**Exercise input:**
--- Begin ---

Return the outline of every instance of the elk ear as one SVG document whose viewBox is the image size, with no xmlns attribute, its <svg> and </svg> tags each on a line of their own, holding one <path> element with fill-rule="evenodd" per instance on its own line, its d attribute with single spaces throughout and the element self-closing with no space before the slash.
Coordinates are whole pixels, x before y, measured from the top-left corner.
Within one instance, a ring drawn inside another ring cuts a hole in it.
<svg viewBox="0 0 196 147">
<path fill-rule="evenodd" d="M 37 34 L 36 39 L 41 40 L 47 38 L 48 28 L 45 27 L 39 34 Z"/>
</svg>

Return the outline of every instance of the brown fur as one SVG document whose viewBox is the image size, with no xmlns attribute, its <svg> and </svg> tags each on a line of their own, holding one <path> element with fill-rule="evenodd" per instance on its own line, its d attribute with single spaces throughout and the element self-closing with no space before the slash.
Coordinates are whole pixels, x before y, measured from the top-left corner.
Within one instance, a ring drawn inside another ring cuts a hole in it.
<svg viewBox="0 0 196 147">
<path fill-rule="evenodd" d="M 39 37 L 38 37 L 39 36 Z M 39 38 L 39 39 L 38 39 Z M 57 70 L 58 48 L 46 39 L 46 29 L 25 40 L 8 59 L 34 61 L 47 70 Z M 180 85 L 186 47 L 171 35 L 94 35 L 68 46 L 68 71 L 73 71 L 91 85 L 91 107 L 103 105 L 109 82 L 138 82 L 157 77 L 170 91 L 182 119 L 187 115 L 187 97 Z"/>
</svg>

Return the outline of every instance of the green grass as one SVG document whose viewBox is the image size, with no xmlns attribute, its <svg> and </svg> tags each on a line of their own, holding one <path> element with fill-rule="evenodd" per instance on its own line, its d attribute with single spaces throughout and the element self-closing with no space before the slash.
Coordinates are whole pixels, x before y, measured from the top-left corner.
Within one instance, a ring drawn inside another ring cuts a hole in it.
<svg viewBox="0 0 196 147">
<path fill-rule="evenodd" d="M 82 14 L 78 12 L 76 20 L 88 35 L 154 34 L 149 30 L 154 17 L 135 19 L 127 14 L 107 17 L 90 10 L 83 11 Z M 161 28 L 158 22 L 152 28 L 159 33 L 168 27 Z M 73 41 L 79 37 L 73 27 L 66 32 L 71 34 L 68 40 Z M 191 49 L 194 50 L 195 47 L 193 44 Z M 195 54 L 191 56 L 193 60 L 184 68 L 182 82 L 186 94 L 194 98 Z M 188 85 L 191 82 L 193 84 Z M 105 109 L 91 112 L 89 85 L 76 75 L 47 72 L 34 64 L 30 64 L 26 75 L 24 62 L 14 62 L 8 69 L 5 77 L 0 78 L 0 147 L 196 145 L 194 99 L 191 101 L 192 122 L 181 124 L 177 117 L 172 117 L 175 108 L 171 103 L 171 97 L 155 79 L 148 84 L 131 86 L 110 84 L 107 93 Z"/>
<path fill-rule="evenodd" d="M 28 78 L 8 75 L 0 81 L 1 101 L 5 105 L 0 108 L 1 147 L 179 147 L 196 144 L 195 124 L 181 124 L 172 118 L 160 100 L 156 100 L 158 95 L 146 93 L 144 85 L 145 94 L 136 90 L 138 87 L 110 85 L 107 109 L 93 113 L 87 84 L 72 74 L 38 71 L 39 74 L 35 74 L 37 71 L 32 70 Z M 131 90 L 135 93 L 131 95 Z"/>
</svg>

--- End ---

**What you are asked to do:**
Copy the whole listing above verbatim, line for line, without changing a single character.

**Full solution:**
Return the outline of every instance of the elk ear as one SVG document whose viewBox is the image size, with no xmlns attribute, its <svg> and </svg> tags each on a line of their own, holding one <path> element with fill-rule="evenodd" per instance on its own line, its d attribute with single spaces throughout and the element self-closing with no space before the slash.
Coordinates are whole pixels, x before y, measured from the top-left corner.
Within one instance, a ring drawn inside another ring cuts a hole in it.
<svg viewBox="0 0 196 147">
<path fill-rule="evenodd" d="M 37 34 L 36 39 L 41 40 L 47 38 L 48 28 L 45 27 L 39 34 Z"/>
</svg>

Return the outline of every instance of the brown fur as one SVG document whose viewBox is the image size, with no xmlns attribute, its <svg> and </svg> tags each on a line of their own, holding one <path> element with fill-rule="evenodd" per instance on its own line, its d attribute with single spaces throughout and the element self-closing with no space before the slash.
Coordinates are whole pixels, x before y, measured from the top-left corner.
Within one instance, a ring drawn inside another ring cuts a hole in it.
<svg viewBox="0 0 196 147">
<path fill-rule="evenodd" d="M 39 37 L 38 37 L 39 36 Z M 39 38 L 39 39 L 38 39 Z M 57 70 L 58 48 L 46 39 L 46 29 L 25 40 L 8 59 L 34 61 L 47 70 Z M 180 85 L 186 47 L 171 35 L 94 35 L 68 46 L 68 71 L 73 71 L 91 85 L 91 107 L 103 105 L 109 82 L 138 82 L 157 77 L 170 91 L 182 119 L 187 115 L 187 97 Z"/>
</svg>

Return the outline of every instance of the green grass as one SVG document whose viewBox is the image size, with no xmlns attribute, its <svg> and </svg> tags each on a line of their own, holding one <path> element with fill-rule="evenodd" per instance on its own line, its d attribute with single spaces throughout and the element self-closing with no space before the slash.
Coordinates are whole pixels, x before y, measured from the top-left corner.
Within one instance, a ring drawn inside another ring cuts a hole in it.
<svg viewBox="0 0 196 147">
<path fill-rule="evenodd" d="M 82 14 L 78 12 L 76 20 L 88 35 L 154 34 L 149 30 L 154 17 L 135 19 L 127 14 L 107 17 L 90 10 L 83 11 Z M 161 28 L 158 22 L 152 28 L 159 33 L 168 27 Z M 73 41 L 79 37 L 73 27 L 66 32 L 71 34 L 68 40 Z M 191 49 L 194 50 L 195 47 L 193 44 Z M 195 54 L 191 56 L 193 60 L 184 68 L 182 82 L 186 94 L 194 98 Z M 188 85 L 191 82 L 193 84 Z M 105 109 L 91 112 L 89 85 L 76 75 L 47 72 L 34 64 L 30 64 L 26 75 L 24 62 L 14 62 L 8 69 L 5 77 L 0 78 L 0 147 L 196 145 L 194 99 L 191 101 L 192 122 L 181 124 L 177 117 L 172 117 L 175 108 L 171 103 L 171 97 L 155 79 L 148 84 L 131 86 L 110 84 L 107 93 Z"/>
<path fill-rule="evenodd" d="M 28 78 L 8 75 L 0 81 L 1 101 L 5 105 L 0 108 L 1 147 L 179 147 L 196 144 L 195 124 L 181 124 L 172 118 L 160 100 L 156 100 L 158 95 L 146 93 L 144 85 L 145 94 L 136 90 L 138 87 L 110 85 L 107 109 L 93 113 L 87 84 L 72 74 L 38 71 L 39 74 L 35 74 L 37 71 L 32 70 Z M 131 90 L 135 93 L 131 95 Z"/>
</svg>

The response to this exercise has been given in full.